# Instructions
a) Transcribe part of the 180-gallon aquarium thread, starting at the words "## Ibanez247 (Nov" and ending after "lately, very busy.".
b) Pick up the 180-gallon aquarium thread at its final line and keep it going.

# Selected excerpt
****

# 180 gal pics.



## ryanimpreza (Jul 19, 2006)

clovers growing in nice so far and the amazon swords are growing fast and reproducing.


----------



## maknwar (Jul 16, 2007)

very nice, thats a huge stem growing off that sword. Looks like its happy.


----------



## ryanimpreza (Jul 19, 2006)

maknwar said:


> very nice, thats a huge stem growing off that sword. Looks like its happy.


ya its like 1/4 in. thick. around 10-12 new swords.


----------



## maknwar (Jul 16, 2007)

wow, never seen one like that. Also, would love to see how you have your co2 connected to your FX5.


----------



## ryanimpreza (Jul 19, 2006)

maknwar said:


> wow, never seen one like that. Also, would love to see how you have your co2 connected to your FX5.


its not. I will post some pics tonight...give me a sec.


----------



## lo4life (Aug 12, 2008)

Looks good ryan. That Rhom is pretty thick! Wish I could get clear pics like that of my fish.. But he always looks green from the refection off the plants.


----------



## moonie (Nov 11, 2007)

I love it looks like art


----------



## ryanimpreza (Jul 19, 2006)

maknwar said:


> wow, never seen one like that. Also, would love to see how you have your co2 connected to your FX5.


I have a sweeping power head just for the co2...works great.
[/quote]
thanks for asking because i notice my filters grat fell off now I have to go back in right now to fix it. SUCKSSSaSSS


----------



## KrBjostad (Jun 21, 2008)

So did you end up taking out your vals?


----------



## ryanimpreza (Jul 19, 2006)

KrBjostad said:


> So did you end up taking out your vals?


no their still in there growing in between the swords. they are spreading out nicely just not growing high at this time.


----------



## Yanfloist (Oct 1, 2007)

My GOd...that is just awesome. You are good, and your rhom looks flawless too!


----------



## Ibanez247 (Nov 9, 2006)

Looks good, been a couple months if that since you last posted pics. Its filled in real nice


----------



## DiPpY eGgS (Mar 6, 2005)

Yo Ryan!

I have been afk lately, very busy.

The tank looks fantastic, bro. Great use of negative space.. 
I like this tank a lot!

Great job!


----------



## SeedlessOne (Nov 21, 2006)

****

# Provided records
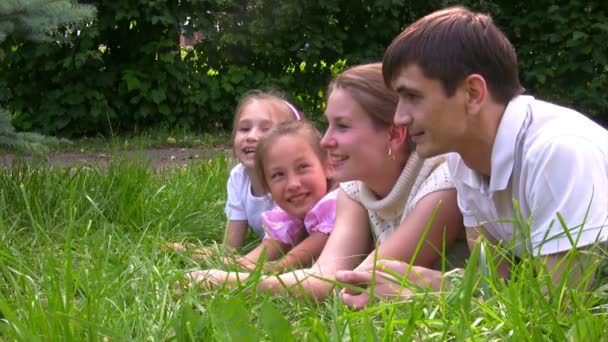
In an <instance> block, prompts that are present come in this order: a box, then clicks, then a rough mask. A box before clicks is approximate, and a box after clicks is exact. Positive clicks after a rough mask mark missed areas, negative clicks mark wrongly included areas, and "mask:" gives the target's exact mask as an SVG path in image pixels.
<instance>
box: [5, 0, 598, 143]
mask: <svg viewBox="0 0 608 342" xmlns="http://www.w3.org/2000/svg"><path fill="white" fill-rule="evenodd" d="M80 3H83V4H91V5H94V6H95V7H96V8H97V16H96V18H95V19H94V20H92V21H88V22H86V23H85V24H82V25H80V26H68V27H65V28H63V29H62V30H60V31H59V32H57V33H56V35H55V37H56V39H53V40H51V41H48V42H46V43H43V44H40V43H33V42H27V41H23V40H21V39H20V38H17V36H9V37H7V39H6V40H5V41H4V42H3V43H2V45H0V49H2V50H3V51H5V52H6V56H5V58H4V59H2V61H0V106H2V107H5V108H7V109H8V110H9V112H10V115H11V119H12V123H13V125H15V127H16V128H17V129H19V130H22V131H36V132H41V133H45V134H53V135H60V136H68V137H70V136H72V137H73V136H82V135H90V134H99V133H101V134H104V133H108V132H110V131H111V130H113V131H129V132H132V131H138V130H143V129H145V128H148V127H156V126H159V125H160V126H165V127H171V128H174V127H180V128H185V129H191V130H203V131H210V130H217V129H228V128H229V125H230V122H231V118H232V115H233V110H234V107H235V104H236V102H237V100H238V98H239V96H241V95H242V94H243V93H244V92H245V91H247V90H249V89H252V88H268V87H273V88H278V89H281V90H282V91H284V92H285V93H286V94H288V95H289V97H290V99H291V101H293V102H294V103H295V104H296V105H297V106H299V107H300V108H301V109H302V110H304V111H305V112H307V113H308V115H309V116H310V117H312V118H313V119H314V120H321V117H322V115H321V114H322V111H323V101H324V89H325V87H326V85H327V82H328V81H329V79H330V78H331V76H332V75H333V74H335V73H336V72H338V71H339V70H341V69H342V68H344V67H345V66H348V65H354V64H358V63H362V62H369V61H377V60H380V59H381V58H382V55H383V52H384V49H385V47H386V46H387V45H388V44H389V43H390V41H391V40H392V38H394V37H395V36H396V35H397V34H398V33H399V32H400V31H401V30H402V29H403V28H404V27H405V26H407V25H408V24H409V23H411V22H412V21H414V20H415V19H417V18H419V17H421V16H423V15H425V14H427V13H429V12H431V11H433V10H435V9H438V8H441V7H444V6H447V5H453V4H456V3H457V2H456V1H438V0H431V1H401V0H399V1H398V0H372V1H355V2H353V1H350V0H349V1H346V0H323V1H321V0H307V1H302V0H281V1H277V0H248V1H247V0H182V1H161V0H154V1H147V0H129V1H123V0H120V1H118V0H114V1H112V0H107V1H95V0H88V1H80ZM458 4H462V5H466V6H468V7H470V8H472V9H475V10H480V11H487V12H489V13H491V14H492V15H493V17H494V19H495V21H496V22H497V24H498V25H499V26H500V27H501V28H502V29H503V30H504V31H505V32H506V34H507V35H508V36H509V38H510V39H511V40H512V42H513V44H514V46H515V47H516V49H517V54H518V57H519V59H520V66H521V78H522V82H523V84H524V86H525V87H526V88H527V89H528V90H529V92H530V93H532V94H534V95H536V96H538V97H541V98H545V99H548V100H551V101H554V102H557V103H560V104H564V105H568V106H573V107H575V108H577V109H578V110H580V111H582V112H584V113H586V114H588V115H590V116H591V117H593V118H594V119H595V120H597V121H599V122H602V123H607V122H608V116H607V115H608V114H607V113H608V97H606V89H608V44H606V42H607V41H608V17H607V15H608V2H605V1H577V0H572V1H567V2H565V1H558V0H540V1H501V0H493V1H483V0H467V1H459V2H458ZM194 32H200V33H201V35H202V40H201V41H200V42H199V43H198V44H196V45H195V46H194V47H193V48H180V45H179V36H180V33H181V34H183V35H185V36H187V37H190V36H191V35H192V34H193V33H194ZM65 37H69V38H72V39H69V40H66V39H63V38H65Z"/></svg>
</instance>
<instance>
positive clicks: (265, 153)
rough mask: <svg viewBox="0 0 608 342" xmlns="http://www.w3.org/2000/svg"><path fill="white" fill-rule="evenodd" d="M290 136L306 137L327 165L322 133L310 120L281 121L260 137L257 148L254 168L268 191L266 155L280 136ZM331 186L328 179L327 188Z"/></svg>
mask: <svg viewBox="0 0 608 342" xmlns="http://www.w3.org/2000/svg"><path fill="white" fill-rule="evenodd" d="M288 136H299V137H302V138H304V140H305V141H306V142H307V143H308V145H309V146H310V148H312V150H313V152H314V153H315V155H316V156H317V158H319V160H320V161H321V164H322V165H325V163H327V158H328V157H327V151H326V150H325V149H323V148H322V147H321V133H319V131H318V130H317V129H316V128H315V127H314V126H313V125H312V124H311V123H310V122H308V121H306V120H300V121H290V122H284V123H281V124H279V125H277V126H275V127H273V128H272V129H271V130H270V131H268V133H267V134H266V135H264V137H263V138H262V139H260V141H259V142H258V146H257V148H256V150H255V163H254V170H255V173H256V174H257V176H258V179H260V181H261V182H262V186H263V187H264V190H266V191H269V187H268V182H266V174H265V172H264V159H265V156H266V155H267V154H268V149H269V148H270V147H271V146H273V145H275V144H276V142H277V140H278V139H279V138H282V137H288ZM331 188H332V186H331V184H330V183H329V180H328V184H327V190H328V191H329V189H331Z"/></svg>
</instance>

****

# Response list
a)
## Ibanez247 (Nov 9, 2006)

Looks good, been a couple months if that since you last posted pics. Its filled in real nice


----------



## DiPpY eGgS (Mar 6, 2005)

Yo Ryan!

I have been afk lately, very busy.

b)
Yeah that is simply an amaing tank/fish. You should be very proud of your work. I hope to get on your level of aquascapping.


----------



## GeorgeH (Sep 2, 2008)

I have a co2 tank like that on my beer tapper


----------



## ryanimpreza (Jul 19, 2006)

GeorgeH said:


> I have a co2 tank like that on my beer tapper


ya same thing. when every I get it filled they always ask if it is for my beer tap. Then I have to explain that it is for my fish tank...I feel like a big dork because they always give me a funny look. Ha


----------



## ryanimpreza (Jul 19, 2006)

SeedlessOne said:


> My GOd...that is just awesome. You are good, and your rhom looks flawless too!


ya a million thanks to rice and beans for hooking me up with him. I drove along time to get him 8 hours round trip after a full day of work. Then I worked the next morning, I was dragging ass for a few days after but I got my dream fish.


----------



## Trigga (Jul 1, 2006)

DAMN man thats awesome. That first pictures is definitely POTM.


----------



## PELIGROSO PYGO (Aug 27, 2008)

^^^^ X2


----------



## Ba20 (Jan 29, 2003)

Very nice aquascape cant wait to see it when the foreground fills in


----------



## Murphy18 (Oct 17, 2008)

What is the name of that grass type stuff next to the swords?

Beautiful setup by btw


----------



## ryanimpreza (Jul 19, 2006)

that is hairgrass


----------



## Ibanez247 (Nov 9, 2006)

Love the set up ryan. Im headn to the LFS tomorrow to get some plants. Only have a sword in with my rhom atm. Anyway just curious as to what the wattage is of your lights. Probably going to pick up lights to. The stock hood stinks, on the 55 I have.


----------



## ryanimpreza (Jul 19, 2006)

Ibanez247 said:


> Love the set up ryan. Im headn to the LFS tomorrow to get some plants. Only have a sword in with my rhom atm. Anyway just curious as to what the wattage is of your lights. Probably going to pick up lights to. The stock hood stinks, on the 55 I have.


i got rid of a light. I now have a total of 580 watts cf.


----------



## blbig50 (Jan 1, 2009)

Very nice pics!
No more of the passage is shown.